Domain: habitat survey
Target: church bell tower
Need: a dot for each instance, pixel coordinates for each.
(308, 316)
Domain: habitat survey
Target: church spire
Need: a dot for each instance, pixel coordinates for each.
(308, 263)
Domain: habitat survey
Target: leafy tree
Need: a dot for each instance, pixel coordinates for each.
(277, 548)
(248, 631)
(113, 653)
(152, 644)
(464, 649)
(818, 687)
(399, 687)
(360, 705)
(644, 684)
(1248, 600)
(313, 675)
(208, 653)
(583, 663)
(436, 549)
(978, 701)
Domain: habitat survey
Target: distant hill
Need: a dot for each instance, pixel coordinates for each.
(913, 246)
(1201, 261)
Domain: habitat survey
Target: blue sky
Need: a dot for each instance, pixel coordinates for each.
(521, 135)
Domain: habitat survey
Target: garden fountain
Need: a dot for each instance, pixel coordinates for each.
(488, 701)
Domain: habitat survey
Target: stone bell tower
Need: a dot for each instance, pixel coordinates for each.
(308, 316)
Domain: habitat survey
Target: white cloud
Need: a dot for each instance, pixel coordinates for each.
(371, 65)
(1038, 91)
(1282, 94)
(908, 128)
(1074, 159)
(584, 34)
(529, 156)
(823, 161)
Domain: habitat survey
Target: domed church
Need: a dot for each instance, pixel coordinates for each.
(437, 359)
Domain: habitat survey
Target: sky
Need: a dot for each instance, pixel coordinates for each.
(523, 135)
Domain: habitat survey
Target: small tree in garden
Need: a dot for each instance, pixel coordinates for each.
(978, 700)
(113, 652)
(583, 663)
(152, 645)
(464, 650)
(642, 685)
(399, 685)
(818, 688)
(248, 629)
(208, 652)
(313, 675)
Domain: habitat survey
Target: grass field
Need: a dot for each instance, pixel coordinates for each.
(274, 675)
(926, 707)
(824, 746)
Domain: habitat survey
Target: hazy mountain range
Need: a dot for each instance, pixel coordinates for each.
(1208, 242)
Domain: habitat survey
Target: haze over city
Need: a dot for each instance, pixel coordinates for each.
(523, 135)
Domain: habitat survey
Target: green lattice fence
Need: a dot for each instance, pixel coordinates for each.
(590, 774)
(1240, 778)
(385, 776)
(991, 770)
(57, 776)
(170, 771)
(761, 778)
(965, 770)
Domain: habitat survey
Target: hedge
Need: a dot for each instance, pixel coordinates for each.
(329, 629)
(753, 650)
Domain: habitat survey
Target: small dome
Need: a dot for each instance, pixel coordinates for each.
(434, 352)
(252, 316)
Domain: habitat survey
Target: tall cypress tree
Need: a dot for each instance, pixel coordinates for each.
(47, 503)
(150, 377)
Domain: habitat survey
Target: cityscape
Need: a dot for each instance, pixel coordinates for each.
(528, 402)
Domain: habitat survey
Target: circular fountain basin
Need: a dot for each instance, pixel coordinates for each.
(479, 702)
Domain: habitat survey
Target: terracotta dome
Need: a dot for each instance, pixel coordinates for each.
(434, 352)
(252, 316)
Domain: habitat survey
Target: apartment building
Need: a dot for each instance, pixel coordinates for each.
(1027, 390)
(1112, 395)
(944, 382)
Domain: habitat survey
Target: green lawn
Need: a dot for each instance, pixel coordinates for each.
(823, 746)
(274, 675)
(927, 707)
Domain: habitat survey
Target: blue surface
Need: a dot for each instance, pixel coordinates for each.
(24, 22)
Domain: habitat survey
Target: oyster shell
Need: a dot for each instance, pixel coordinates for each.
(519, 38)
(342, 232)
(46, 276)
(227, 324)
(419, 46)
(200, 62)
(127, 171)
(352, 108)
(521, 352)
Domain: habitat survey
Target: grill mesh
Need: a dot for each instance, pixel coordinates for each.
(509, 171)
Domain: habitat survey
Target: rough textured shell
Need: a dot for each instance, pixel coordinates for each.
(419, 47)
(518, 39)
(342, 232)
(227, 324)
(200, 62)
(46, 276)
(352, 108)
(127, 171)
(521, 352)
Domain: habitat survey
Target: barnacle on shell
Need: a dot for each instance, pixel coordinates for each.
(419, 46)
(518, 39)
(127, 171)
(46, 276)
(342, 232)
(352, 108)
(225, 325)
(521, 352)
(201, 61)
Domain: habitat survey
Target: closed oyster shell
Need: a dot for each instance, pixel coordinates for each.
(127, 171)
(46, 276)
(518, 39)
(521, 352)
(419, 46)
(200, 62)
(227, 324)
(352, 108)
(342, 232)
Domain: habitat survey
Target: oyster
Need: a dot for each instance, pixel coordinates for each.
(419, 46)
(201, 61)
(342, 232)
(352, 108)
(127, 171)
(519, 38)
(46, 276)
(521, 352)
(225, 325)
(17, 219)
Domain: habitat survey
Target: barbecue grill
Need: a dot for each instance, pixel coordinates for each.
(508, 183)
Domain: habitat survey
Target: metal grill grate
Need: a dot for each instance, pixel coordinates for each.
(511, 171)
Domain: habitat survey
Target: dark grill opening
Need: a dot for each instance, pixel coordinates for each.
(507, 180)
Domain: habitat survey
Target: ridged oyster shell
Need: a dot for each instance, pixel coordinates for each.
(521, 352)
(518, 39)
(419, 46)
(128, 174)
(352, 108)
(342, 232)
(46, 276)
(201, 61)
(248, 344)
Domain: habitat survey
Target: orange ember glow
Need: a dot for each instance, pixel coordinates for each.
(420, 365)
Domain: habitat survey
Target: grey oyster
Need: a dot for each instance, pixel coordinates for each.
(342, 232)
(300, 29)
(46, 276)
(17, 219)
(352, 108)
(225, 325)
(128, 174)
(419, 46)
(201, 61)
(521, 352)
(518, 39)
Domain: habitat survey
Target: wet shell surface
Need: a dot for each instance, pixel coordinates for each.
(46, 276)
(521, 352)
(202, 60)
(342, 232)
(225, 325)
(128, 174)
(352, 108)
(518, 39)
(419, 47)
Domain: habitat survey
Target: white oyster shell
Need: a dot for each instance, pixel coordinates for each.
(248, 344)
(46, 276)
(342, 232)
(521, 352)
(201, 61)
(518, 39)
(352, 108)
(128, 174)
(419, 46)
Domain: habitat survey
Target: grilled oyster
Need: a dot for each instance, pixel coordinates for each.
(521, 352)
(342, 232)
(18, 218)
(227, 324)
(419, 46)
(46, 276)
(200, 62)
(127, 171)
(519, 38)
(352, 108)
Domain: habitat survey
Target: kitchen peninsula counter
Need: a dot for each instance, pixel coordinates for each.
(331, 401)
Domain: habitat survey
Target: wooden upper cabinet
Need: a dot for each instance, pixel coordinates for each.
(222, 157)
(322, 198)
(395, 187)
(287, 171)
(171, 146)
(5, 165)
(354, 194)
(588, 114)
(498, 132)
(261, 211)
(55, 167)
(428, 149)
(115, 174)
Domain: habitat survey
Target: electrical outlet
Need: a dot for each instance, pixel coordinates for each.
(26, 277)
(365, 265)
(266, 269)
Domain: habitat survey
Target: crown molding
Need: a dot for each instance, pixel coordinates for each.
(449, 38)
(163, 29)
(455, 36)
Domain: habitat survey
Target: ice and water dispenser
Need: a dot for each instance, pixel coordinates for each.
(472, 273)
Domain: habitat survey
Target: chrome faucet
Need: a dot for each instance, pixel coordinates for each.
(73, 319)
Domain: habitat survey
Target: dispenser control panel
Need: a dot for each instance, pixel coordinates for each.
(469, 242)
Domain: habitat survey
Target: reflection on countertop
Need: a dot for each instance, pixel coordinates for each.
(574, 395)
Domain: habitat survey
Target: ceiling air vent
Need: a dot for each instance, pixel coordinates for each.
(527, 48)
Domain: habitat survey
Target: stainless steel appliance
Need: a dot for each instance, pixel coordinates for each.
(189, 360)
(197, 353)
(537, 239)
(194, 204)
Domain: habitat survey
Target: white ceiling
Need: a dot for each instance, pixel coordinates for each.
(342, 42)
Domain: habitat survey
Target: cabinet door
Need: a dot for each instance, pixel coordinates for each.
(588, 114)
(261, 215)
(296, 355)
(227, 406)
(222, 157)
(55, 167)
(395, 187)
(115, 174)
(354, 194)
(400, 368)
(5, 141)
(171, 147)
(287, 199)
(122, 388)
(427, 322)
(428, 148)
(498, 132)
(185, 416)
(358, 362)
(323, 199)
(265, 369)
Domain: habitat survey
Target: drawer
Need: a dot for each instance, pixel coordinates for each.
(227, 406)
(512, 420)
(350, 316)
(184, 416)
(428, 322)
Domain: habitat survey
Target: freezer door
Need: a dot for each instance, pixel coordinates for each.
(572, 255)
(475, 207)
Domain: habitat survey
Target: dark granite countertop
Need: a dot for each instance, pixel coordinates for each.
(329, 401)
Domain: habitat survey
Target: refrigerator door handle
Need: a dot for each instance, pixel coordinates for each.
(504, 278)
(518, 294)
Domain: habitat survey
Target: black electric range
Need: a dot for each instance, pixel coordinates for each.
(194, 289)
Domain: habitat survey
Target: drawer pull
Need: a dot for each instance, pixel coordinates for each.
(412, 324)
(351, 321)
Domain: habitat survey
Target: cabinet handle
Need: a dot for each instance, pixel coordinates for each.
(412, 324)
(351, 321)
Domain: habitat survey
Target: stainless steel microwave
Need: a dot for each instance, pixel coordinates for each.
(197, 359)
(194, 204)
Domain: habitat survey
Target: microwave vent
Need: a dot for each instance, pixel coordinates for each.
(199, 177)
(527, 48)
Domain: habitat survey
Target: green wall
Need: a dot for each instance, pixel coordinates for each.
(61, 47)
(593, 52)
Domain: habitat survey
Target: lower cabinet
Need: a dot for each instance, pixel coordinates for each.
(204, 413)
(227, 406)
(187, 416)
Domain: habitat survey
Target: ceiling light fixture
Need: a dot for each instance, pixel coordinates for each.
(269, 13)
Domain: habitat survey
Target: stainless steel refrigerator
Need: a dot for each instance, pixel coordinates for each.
══════
To do: Pull every line from the records above that contains the word "tree", and list those lines unchanged.

Result for this task:
Target: leafy tree
Target: small tree in garden
Target: tall cypress tree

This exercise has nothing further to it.